What you need to do - Shift every point coordinate by adding 99 to it, and rewrite the stretch of entries from the line containing "Expected: one point per instance of the woman's neck, reported" through the end of the entries, keeping the request lines unchanged.

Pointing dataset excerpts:

___

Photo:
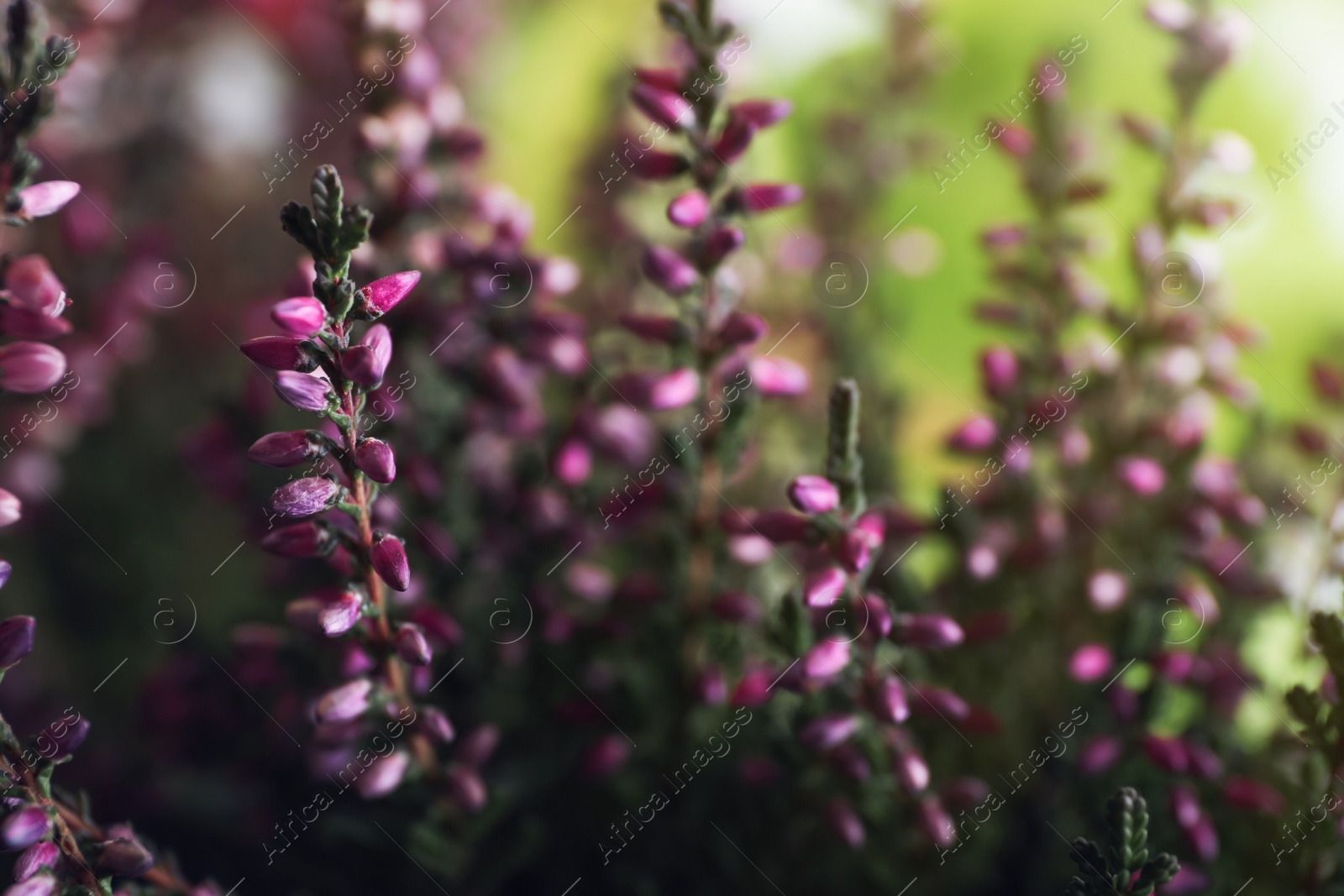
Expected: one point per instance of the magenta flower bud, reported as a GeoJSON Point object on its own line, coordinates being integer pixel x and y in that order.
{"type": "Point", "coordinates": [125, 856]}
{"type": "Point", "coordinates": [46, 197]}
{"type": "Point", "coordinates": [11, 510]}
{"type": "Point", "coordinates": [781, 527]}
{"type": "Point", "coordinates": [24, 828]}
{"type": "Point", "coordinates": [30, 367]}
{"type": "Point", "coordinates": [383, 777]}
{"type": "Point", "coordinates": [412, 647]}
{"type": "Point", "coordinates": [1000, 369]}
{"type": "Point", "coordinates": [389, 559]}
{"type": "Point", "coordinates": [911, 772]}
{"type": "Point", "coordinates": [779, 376]}
{"type": "Point", "coordinates": [1100, 754]}
{"type": "Point", "coordinates": [306, 497]}
{"type": "Point", "coordinates": [573, 463]}
{"type": "Point", "coordinates": [15, 640]}
{"type": "Point", "coordinates": [974, 434]}
{"type": "Point", "coordinates": [743, 329]}
{"type": "Point", "coordinates": [824, 587]}
{"type": "Point", "coordinates": [288, 449]}
{"type": "Point", "coordinates": [1252, 795]}
{"type": "Point", "coordinates": [344, 703]}
{"type": "Point", "coordinates": [813, 495]}
{"type": "Point", "coordinates": [689, 210]}
{"type": "Point", "coordinates": [659, 165]}
{"type": "Point", "coordinates": [375, 458]}
{"type": "Point", "coordinates": [828, 731]}
{"type": "Point", "coordinates": [34, 857]}
{"type": "Point", "coordinates": [302, 316]}
{"type": "Point", "coordinates": [302, 540]}
{"type": "Point", "coordinates": [936, 822]}
{"type": "Point", "coordinates": [467, 788]}
{"type": "Point", "coordinates": [826, 658]}
{"type": "Point", "coordinates": [664, 107]}
{"type": "Point", "coordinates": [1089, 663]}
{"type": "Point", "coordinates": [890, 701]}
{"type": "Point", "coordinates": [33, 286]}
{"type": "Point", "coordinates": [1142, 474]}
{"type": "Point", "coordinates": [282, 352]}
{"type": "Point", "coordinates": [722, 244]}
{"type": "Point", "coordinates": [927, 631]}
{"type": "Point", "coordinates": [669, 271]}
{"type": "Point", "coordinates": [844, 822]}
{"type": "Point", "coordinates": [383, 295]}
{"type": "Point", "coordinates": [304, 391]}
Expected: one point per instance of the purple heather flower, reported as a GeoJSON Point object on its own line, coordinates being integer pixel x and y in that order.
{"type": "Point", "coordinates": [383, 775]}
{"type": "Point", "coordinates": [306, 497]}
{"type": "Point", "coordinates": [302, 316]}
{"type": "Point", "coordinates": [282, 352]}
{"type": "Point", "coordinates": [306, 391]}
{"type": "Point", "coordinates": [375, 458]}
{"type": "Point", "coordinates": [288, 449]}
{"type": "Point", "coordinates": [412, 647]}
{"type": "Point", "coordinates": [344, 703]}
{"type": "Point", "coordinates": [383, 295]}
{"type": "Point", "coordinates": [669, 270]}
{"type": "Point", "coordinates": [690, 210]}
{"type": "Point", "coordinates": [813, 495]}
{"type": "Point", "coordinates": [24, 828]}
{"type": "Point", "coordinates": [389, 559]}
{"type": "Point", "coordinates": [34, 857]}
{"type": "Point", "coordinates": [15, 640]}
{"type": "Point", "coordinates": [46, 197]}
{"type": "Point", "coordinates": [30, 367]}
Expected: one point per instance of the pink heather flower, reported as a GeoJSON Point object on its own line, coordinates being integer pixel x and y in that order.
{"type": "Point", "coordinates": [826, 658]}
{"type": "Point", "coordinates": [286, 449]}
{"type": "Point", "coordinates": [1142, 474]}
{"type": "Point", "coordinates": [34, 857]}
{"type": "Point", "coordinates": [1089, 663]}
{"type": "Point", "coordinates": [385, 295]}
{"type": "Point", "coordinates": [976, 434]}
{"type": "Point", "coordinates": [10, 508]}
{"type": "Point", "coordinates": [779, 376]}
{"type": "Point", "coordinates": [669, 270]}
{"type": "Point", "coordinates": [828, 731]}
{"type": "Point", "coordinates": [1100, 754]}
{"type": "Point", "coordinates": [1106, 590]}
{"type": "Point", "coordinates": [383, 775]}
{"type": "Point", "coordinates": [759, 197]}
{"type": "Point", "coordinates": [824, 587]}
{"type": "Point", "coordinates": [813, 495]}
{"type": "Point", "coordinates": [46, 197]}
{"type": "Point", "coordinates": [306, 497]}
{"type": "Point", "coordinates": [844, 822]}
{"type": "Point", "coordinates": [30, 367]}
{"type": "Point", "coordinates": [389, 559]}
{"type": "Point", "coordinates": [927, 631]}
{"type": "Point", "coordinates": [374, 458]}
{"type": "Point", "coordinates": [689, 210]}
{"type": "Point", "coordinates": [664, 107]}
{"type": "Point", "coordinates": [302, 316]}
{"type": "Point", "coordinates": [344, 703]}
{"type": "Point", "coordinates": [304, 391]}
{"type": "Point", "coordinates": [412, 647]}
{"type": "Point", "coordinates": [1000, 369]}
{"type": "Point", "coordinates": [31, 285]}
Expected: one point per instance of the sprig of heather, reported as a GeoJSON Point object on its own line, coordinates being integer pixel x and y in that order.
{"type": "Point", "coordinates": [327, 369]}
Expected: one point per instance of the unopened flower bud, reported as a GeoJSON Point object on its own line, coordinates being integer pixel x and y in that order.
{"type": "Point", "coordinates": [302, 316]}
{"type": "Point", "coordinates": [389, 559]}
{"type": "Point", "coordinates": [375, 458]}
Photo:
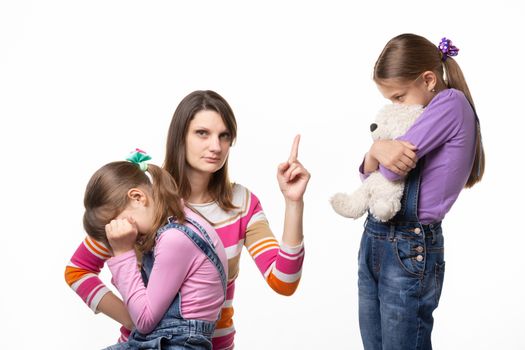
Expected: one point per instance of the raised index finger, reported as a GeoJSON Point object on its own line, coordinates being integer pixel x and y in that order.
{"type": "Point", "coordinates": [295, 149]}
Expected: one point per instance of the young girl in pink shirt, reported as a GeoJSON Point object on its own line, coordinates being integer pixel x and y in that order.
{"type": "Point", "coordinates": [167, 262]}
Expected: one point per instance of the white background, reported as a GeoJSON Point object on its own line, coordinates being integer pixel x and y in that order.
{"type": "Point", "coordinates": [84, 82]}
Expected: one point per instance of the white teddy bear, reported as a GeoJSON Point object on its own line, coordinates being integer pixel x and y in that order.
{"type": "Point", "coordinates": [377, 194]}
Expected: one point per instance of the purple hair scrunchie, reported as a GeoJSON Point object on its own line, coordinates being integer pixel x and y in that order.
{"type": "Point", "coordinates": [447, 49]}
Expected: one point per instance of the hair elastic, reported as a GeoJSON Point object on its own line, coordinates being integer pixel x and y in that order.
{"type": "Point", "coordinates": [139, 157]}
{"type": "Point", "coordinates": [447, 49]}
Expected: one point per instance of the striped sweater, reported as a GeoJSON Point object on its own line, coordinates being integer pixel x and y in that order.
{"type": "Point", "coordinates": [246, 226]}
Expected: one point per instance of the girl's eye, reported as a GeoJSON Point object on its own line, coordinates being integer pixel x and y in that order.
{"type": "Point", "coordinates": [225, 136]}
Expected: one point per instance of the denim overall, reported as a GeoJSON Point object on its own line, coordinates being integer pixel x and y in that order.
{"type": "Point", "coordinates": [401, 270]}
{"type": "Point", "coordinates": [173, 332]}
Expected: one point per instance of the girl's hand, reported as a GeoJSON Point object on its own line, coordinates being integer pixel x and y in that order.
{"type": "Point", "coordinates": [292, 176]}
{"type": "Point", "coordinates": [122, 234]}
{"type": "Point", "coordinates": [397, 156]}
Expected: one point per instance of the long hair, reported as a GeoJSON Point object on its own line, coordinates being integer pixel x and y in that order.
{"type": "Point", "coordinates": [407, 56]}
{"type": "Point", "coordinates": [219, 187]}
{"type": "Point", "coordinates": [106, 197]}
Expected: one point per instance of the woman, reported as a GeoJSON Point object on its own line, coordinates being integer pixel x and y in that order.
{"type": "Point", "coordinates": [201, 133]}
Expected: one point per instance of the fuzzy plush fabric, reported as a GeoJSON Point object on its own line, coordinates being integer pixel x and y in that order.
{"type": "Point", "coordinates": [377, 194]}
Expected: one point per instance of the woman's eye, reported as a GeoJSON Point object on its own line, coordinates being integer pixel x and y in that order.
{"type": "Point", "coordinates": [226, 136]}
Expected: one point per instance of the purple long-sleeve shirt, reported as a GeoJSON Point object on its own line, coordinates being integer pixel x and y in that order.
{"type": "Point", "coordinates": [445, 134]}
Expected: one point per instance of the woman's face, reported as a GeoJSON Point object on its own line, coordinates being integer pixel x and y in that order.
{"type": "Point", "coordinates": [208, 142]}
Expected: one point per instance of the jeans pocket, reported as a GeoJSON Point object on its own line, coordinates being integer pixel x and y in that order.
{"type": "Point", "coordinates": [440, 277]}
{"type": "Point", "coordinates": [410, 255]}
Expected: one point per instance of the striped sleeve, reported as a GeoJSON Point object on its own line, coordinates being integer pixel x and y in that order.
{"type": "Point", "coordinates": [82, 271]}
{"type": "Point", "coordinates": [281, 265]}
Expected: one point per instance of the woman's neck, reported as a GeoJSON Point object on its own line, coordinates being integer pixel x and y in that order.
{"type": "Point", "coordinates": [199, 188]}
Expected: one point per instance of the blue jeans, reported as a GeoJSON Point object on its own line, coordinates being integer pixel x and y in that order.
{"type": "Point", "coordinates": [401, 270]}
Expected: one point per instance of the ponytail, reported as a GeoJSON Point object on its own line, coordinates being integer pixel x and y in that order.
{"type": "Point", "coordinates": [167, 203]}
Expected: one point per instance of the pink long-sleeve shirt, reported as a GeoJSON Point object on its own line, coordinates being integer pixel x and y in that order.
{"type": "Point", "coordinates": [179, 266]}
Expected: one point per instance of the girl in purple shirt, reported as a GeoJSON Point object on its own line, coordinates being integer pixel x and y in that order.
{"type": "Point", "coordinates": [401, 262]}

___

Result -
Expected: one point per instance of the woman's neck, reported as a GeoJSON Point object on its own line, coordinates being integer pixel x and y in that order.
{"type": "Point", "coordinates": [298, 287]}
Expected: one point per instance of the blue jeans, reported as a GeoJSON Point object on its own line, coordinates being integer pixel x and y in that order.
{"type": "Point", "coordinates": [500, 369]}
Expected: one point per instance of the ponytail, reported as a GeoJSON Point object on its own line, coordinates being integer pixel x and y in that order.
{"type": "Point", "coordinates": [266, 302]}
Expected: one point per instance of the pink long-sleeve shirt, reported as a GeoJSON Point object on its own line, coordinates being integer pixel x and y in that order.
{"type": "Point", "coordinates": [278, 365]}
Expected: one point per instance of the girl in purple shirt, reported as a GeoJSON Point object on its own line, coordinates being integer pixel x and y in that order.
{"type": "Point", "coordinates": [500, 361]}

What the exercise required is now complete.